USING THE INFORMATION:
1. Answer these from the passage on customer focus below, one line each:
(a) Who published the article that identifies three core elements of measuring customer focus?
(b) What two methods does the passage give for getting a firm grasp of customer satisfaction?
(c) Which commissioner wrote the Royal Commission report mentioned near the end?
2. The passage on customer focus below names the core elements, from a published article, for measuring and analyzing customer focus in business. List all of them.

═══ SELECTED EXTRACT

Data really is everything in modern business. This is not simply because it is helpful for seeing evidence of the results, but rather, it’s because business owners need this evidence and this understanding if they are to bring about meaningful changes in their operating procedures.
So, how do business owners measure customer-centricity and how do they receive proof that their efforts are working effectively?
A recent article published by McKinsey & Company identifies three core elements to successful measuring and analysis of customer-focus in business. These are:
1. Customer journey
This means expanding the focus of analysis to cover the totality of the customer experience. Rather than solely focusing on a transactional touch point, businesses must gather data from the entire customer lifecycle in order to properly understand how the customer is interacting with the organisation.
2. Technological implementation
The second element requires the deployment of the necessary technology at every stage; technology which makes it possible to gather this valuable data. This includes technology to capture direct, qualitative data from customers, as well as tech which integrates survey results, social data, and other sources on a usable platform.
3. Feedback Loop
The feedback loop concerns your customer-facing staff in particular. Your staff need to be able to capture the data provided to them by customers regarding their experience, and then wield this data as they aim to enhance this experience in the long term. This means developing the end product so it is more in line with what the customer needs, as well as applying the same approach to customer service.
And how about the metrics? What should business owners be measuring to ensure that they are adopting a customer-first approach?
There are two key aspects here:
1. Customer satisfaction – By conducting regular customer surveys or analysing net promoter scores, businesses can get a firm grasp of the customer experience.
2. Customer retention and churn – Along with the more qualitative data received from surveys, businesses can analyse customer retention levels to achieve quantitative numbers which back up customer experience findings.
How business lending in Australia is becoming customer-focused – and how this is helping small businesses to grow
Now that high levels of customer focus have become so vital to modern businesses, it is no surprise that small business lenders are adopting a similar approach. The recent Royal Commission report by Commissioner Haynes pushed lenders to be more customer-focused, directing institutions to act fairly, legally, and with their customers’ best interest at heart.
This is a far cry from the traditionally product-first landscape of business lending, in which little attention was paid to relationship building and offerings were often unfit for purpose with regard to small and medium-sized businesses.

══════
═══ DATA FOR REVIEW

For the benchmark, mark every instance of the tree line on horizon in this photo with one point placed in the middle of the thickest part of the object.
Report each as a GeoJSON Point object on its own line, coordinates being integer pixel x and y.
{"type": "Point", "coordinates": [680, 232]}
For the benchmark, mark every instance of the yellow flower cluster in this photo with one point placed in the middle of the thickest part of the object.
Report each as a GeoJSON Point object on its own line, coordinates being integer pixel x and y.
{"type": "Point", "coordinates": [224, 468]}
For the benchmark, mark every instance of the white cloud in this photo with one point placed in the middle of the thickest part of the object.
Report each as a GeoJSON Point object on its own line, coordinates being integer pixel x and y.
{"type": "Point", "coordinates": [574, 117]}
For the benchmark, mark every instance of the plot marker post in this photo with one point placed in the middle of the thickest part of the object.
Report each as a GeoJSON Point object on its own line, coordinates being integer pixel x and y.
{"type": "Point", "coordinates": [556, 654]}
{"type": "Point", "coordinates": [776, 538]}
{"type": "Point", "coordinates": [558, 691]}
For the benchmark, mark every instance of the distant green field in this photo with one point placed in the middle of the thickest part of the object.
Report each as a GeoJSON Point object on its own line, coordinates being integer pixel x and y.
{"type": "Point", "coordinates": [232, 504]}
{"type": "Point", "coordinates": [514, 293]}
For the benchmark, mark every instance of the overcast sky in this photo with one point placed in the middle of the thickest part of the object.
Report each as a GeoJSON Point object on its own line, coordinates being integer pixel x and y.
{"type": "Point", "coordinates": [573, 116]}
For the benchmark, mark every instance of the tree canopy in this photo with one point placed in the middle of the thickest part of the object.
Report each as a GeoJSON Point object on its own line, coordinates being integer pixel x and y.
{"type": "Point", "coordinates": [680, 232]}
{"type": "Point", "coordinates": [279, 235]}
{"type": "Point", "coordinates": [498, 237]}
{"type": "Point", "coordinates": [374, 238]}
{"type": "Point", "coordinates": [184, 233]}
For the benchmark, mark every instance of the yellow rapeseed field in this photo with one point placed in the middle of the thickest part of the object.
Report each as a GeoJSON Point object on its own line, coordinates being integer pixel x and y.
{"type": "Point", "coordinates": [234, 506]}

══════

ANSWERS FOR THE TASKS:
1.
(a) McKinsey & Company
(b) Conducting regular customer surveys and analyzing net promoter scores
(c) Commissioner Haynes

2.
Customer journey
Technological implementation
Feedback loop